*TEKS BACAAN*:

Senin, 01 Agustus 2011

Sharing

Bukan.............
Sekedar Luar Biasa

Stephanie Santoso sekarang duduk di kelas XII untuk kedua kalinya. Teman-teman sering lupa bahwa saya harus mengenyam pendidikan SMA selama 4 tahun. Bukan karena saya tidak naik kelas, lho! Sebaliknya, saya mengambil cuti sekolah selama setahun karena saya terpilih dalam program pertukaran pelajar Youth Exchange and Studies (YES) ke negeri Paman Sam, tutur Stephanie.

Stephanie menjelaskan program YES adalah program beasiswa yang diprakarsai oleh pemerintah Amerika Serikat untuk menjembatani upaya perdamaian dengan belasan negara bermayoritas muslim di dunia, termasuk Indonesia. Tahun ini kurang lebih empat ratus pelajar SMA dan sederajat dari seluruh dunia berpartisipasi dalam program ini. Lewat Yayasan Bina Antarbudaya, Indonesia berhasil mengirimkan 101 pelajarnya untuk menimba ilmu dan pengalaman sebanyak-banyaknya di AS selama kurang lebih sebelas bulan.

Selama setahun di Amerika Serikat “lebih dari sekedar luar biasa” karena memang hal ini yang sesungguhnya Stephanie rasakan. Stephanie belajar namun bukan sekedar belajar di sekolah tapi juga mendalami ritmik hidup, jalan pikir, dan pola kebiasaan orang Amerika. Ilmu yang didapatkan bukan hanya pelajaran formal di sekolah tetapi juga pelajaran nilai hidup di rumah hostfamily. Salah satu pengalaman yang terpatri paling dalam di hatinya pengalaman menjadi seorang kakak, tuturnya.

Di keluarga naturalnya, Stephanie adalah anak bungsu yang memiliki dua orang kakak laki-laki. Sudah perempuan sendiri, anak bungsu pula. Anda pasti bisa membayangkan betapa dimanjakannya . Tak pernah terbayang sebelumnya bahwa Stephanie akan merasakan rasanya menjadi seorang kakak. Di hostfamily, Stephanie memiliki adik perempuan berusia 6 tahun dan kakak laki-laki berusia 18 tahun. Sang kakak tinggal di tempat lain sejak ia berusia 16 tahun, sehingga adiknya sudah terbiasa menjadi ‘anak tunggal’ di rumah. Mungkin dia juga tak pernah menyangka akan punya kakak perempuan seperti Stephanie. Tahun ini adalah pengalaman pertama bagi kami untuk memiliki seorang sister.

*TUGAS YANG DIMINTA 1*: Ubahlah paragraf dalam bacaan tentang Stephanie Santoso yang diawali "Stephanie menjelaskan program YES" menjadi daftar poin singkat. Pertahankan fakta-fakta utamanya.
*TUGAS YANG DIMINTA 2*: Berdasarkan bacaan tentang Stephanie Santoso, berapa usia adik perempuan Stephanie di keluarga angkatnya (hostfamily)?

*INFORMASI YANG DIBERIKAN*:
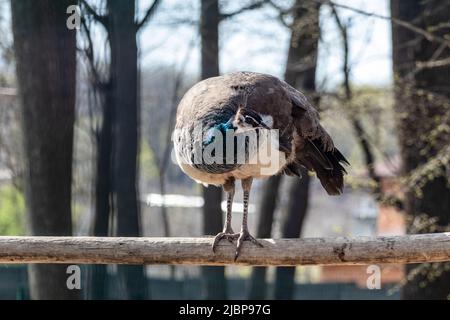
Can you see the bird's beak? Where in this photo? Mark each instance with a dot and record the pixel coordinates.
(242, 130)
(264, 126)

*JAWABAN TERTULIS 1*:
- Program YES adalah program beasiswa yang diprakarsai pemerintah Amerika Serikat untuk menjembatani upaya perdamaian dengan belasan negara bermayoritas muslim, termasuk Indonesia.
- Tahun ini kurang lebih empat ratus pelajar SMA dan sederajat dari seluruh dunia ikut serta dalam program tersebut.
- Melalui Yayasan Bina Antarbudaya, Indonesia mengirim 101 pelajar ke AS selama kurang lebih sebelas bulan.

*JAWABAN TERTULIS 2*: Adik perempuan Stephanie di hostfamily berusia 6 tahun.